[SUPPLIED DATA]

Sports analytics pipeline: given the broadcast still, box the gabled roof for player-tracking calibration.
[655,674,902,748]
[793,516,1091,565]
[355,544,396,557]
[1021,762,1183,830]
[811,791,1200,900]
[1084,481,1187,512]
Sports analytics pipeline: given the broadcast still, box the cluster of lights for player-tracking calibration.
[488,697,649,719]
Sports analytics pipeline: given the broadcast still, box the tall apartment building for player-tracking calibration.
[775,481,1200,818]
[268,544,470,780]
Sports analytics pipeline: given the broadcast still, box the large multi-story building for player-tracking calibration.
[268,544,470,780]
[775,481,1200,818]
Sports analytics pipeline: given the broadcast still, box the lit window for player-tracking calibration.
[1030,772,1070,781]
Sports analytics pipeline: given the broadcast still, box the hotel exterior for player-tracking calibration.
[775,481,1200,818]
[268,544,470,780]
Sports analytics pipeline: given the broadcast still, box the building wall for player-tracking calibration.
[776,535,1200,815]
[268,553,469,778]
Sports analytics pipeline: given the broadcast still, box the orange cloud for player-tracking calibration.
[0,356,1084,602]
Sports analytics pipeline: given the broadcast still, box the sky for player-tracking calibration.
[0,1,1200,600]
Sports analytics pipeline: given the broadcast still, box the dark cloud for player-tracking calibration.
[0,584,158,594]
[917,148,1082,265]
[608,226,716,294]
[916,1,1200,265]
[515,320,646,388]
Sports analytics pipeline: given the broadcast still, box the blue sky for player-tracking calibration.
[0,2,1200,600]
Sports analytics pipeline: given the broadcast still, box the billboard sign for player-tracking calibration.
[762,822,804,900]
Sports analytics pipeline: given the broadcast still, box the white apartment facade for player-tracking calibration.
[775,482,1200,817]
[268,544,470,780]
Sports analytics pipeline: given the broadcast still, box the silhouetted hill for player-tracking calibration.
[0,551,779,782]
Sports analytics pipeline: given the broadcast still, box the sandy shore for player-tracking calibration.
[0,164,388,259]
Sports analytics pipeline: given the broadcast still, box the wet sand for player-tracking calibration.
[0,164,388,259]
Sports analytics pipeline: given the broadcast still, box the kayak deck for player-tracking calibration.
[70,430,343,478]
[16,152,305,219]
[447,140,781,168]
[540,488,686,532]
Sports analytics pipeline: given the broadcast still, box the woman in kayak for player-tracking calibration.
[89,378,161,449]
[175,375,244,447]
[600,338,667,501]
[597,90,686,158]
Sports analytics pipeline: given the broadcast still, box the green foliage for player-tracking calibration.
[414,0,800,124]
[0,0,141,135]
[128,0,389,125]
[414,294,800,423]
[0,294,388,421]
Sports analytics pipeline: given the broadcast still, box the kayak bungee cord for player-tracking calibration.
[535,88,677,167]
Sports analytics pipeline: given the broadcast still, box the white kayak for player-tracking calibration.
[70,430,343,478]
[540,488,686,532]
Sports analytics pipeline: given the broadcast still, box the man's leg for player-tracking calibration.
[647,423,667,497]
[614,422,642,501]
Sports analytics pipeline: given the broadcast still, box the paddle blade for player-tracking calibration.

[PROBLEM REQUIREMENTS]
Copy out all of the data above with "broadcast still" replaced by "match frame" everywhere it occurs, changing nothing else.

[SOLUTION FOR THIS TASK]
Sports analytics pipeline: given the match frame, box the gabled roof for player-tracking calibration.
[655,674,902,748]
[793,516,1091,565]
[355,544,396,557]
[1021,762,1183,830]
[811,791,1200,900]
[1084,481,1187,512]
Sports analytics pipeline: given the match frame, box the cluster of lights for player-tracking calibration.
[488,697,649,719]
Sports analytics pipeline: given the match frame, box the tall apartment building for player-tracking calibration.
[775,481,1200,818]
[268,544,470,780]
Sports analytics pipeline: given the match frame, box the large multi-story building for player-tracking calibration.
[268,544,470,780]
[775,481,1200,818]
Sports analytics pipeline: given the match frame, box the lit window for player-tracking calibration.
[1030,772,1070,781]
Sports analytics pipeline: given the match frame, box the hotel exterior for player-tracking calibration.
[775,481,1200,818]
[268,544,470,780]
Sports analytics pipeline: given the match frame, box the building wall for player-tracking calibration.
[776,535,1200,815]
[268,553,469,778]
Sports analytics pipeline: given the match frame, box the orange cloud for player-tracking calibration.
[0,356,1084,602]
Sports analytics pipeline: given the match frame, box the sky for player-tracking calibration.
[0,1,1200,600]
Sports analytics pipeline: given the match frame, box the dark cloud for player-tracking calibration.
[0,584,158,594]
[917,148,1082,265]
[608,226,716,294]
[916,1,1200,265]
[515,320,646,388]
Sports analytics pipeline: given the match frame, box the blue sky for player-tracking calibration.
[0,2,1200,600]
Sports analytics pipeline: given the match frame, box the billboard sign for player-tracking calibration.
[762,822,804,900]
Sports analytics pipeline: given the match frame, box the white apartment facade for player-tracking calibration.
[775,482,1200,817]
[268,544,470,780]
Sports analytics pipeline: given the match frame, box the silhouetted hill for player-tracking calibration.
[0,551,779,782]
Sports analytics pipeline: given the match frame, box the sandy shore for player-tracking calibration.
[0,164,388,259]
Sports analytics pipeline: given the match frame, box the wet sand for player-tracking calibration.
[0,164,388,259]
Sports analytics pipeline: given the match frame, box the kayak deck for player-tracking calibration.
[70,430,343,478]
[16,152,305,219]
[447,140,781,168]
[540,488,686,532]
Sports analytics pipeline: given the match frame, box the woman in kayak for player-tracking calibration.
[89,378,161,449]
[175,375,244,447]
[600,338,667,501]
[597,90,686,158]
Sports analytics pipeline: given the match frame, box the green foliage for player-tracking calibration.
[414,0,800,124]
[0,0,141,135]
[128,0,389,125]
[414,294,800,423]
[0,294,388,421]
Sports analytics pipeline: given the match frame, box the kayak bungee cord for player-tracking calibration.
[535,88,677,167]
Sports analytics pipeline: given the match frame, box the white kayak for player-tracking calibration.
[70,430,343,478]
[540,488,686,532]
Sports analytics pipeline: given the match frame, box the man's leg for player-tracking calibration.
[647,423,667,497]
[614,422,642,501]
Sports analytics pipeline: given the match frame, box the paddle blade for player-tracking calibration.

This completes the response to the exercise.